▸ What to do: Copy the hot break thread from the words "## razz (5/3/21)" through the words "should try Brewbrite.", and replace "pick up tube" with "dip tube".
─── Document excerpt
# Hot break



## razz (5/3/21)

Evening all. I was a bit intrigued today whilst brewing a German pils. I had mostly hot break in the kettle as I had used a basket for the first wort hops. During the transfer I noticed that the break wasn’t moving towards the pick up tube as I got down to the last few liters. I had slowed the run off to avoid the hot break stampede but it never eventuated. You will notice in the pic that there was only a small amount of wort left but this stuff was like a lump of green snot! When I hosed out the remains onto the lawn it generally stuck together. Never struck this before. For the record I used brewbrite for the last ten minutes.


----------



## Malted Mick (5/3/21)

No explanation or knowledge to contribute to this snot phenomenon, but I like the results. I use Whirfloc and I wonder if I should try Brewbrite.


----------



## MHB (5/3/21)

I use Brewbrite and thats exactly why!
You notice the tight trub cone more when there isnt a shedload of hops in the bottom of the kettle, which is pretty typical of German pilsner/lager beers.
Mark


----------



## Malted Mick (5/3/21)

My LHBS has P.V.P.P Polyclar, is that the same as Brewbrite?
──────
─── Provided material
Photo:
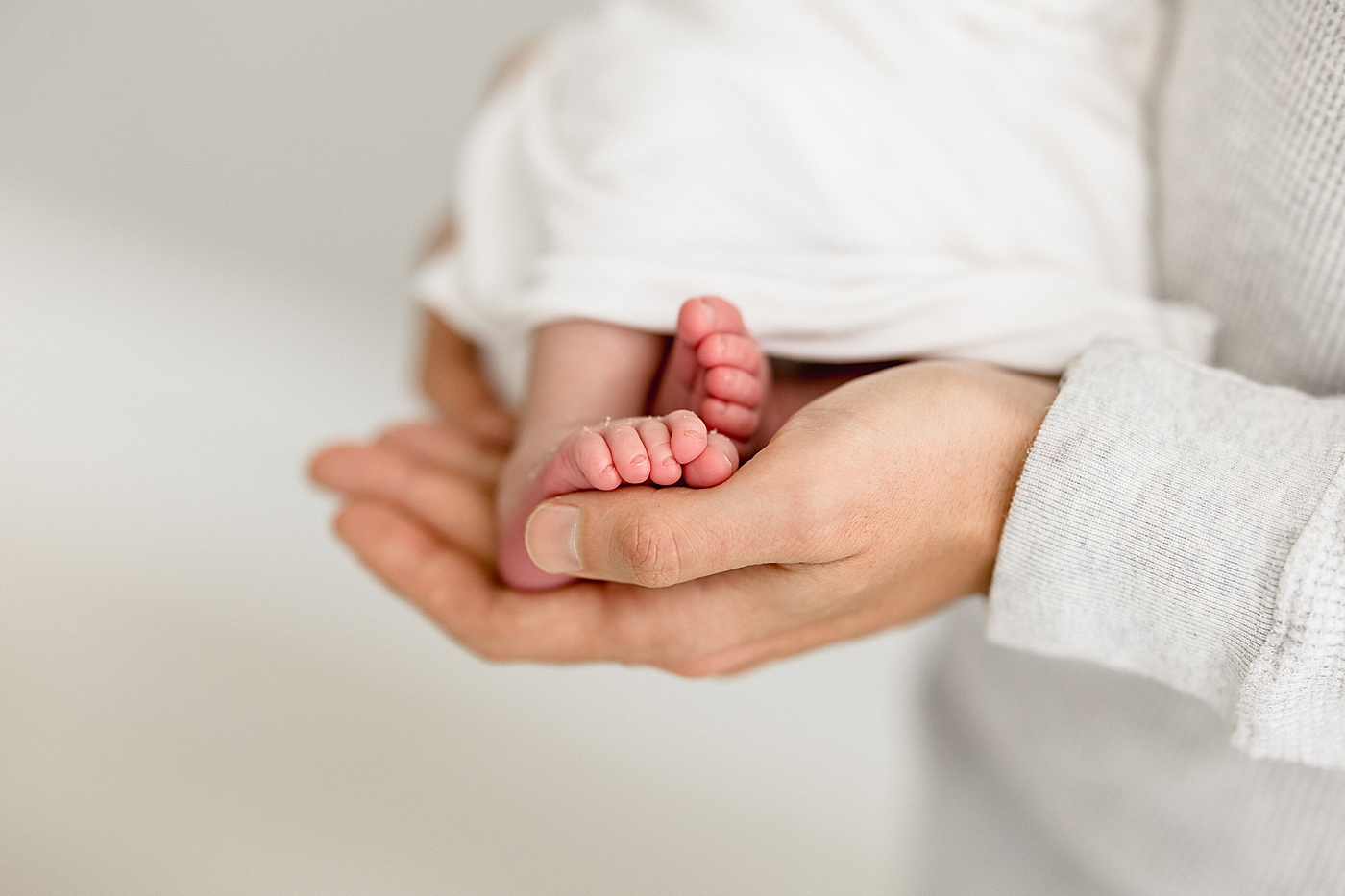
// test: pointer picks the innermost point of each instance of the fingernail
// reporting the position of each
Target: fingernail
──────
▸ Correct answer:
## razz (5/3/21)

Evening all. I was a bit intrigued today whilst brewing a German pils. I had mostly hot break in the kettle as I had used a basket for the first wort hops. During the transfer I noticed that the break wasn’t moving towards the dip tube as I got down to the last few liters. I had slowed the run off to avoid the hot break stampede but it never eventuated. You will notice in the pic that there was only a small amount of wort left but this stuff was like a lump of green snot! When I hosed out the remains onto the lawn it generally stuck together. Never struck this before. For the record I used brewbrite for the last ten minutes.


----------



## Malted Mick (5/3/21)

No explanation or knowledge to contribute to this snot phenomenon, but I like the results. I use Whirfloc and I wonder if I should try Brewbrite.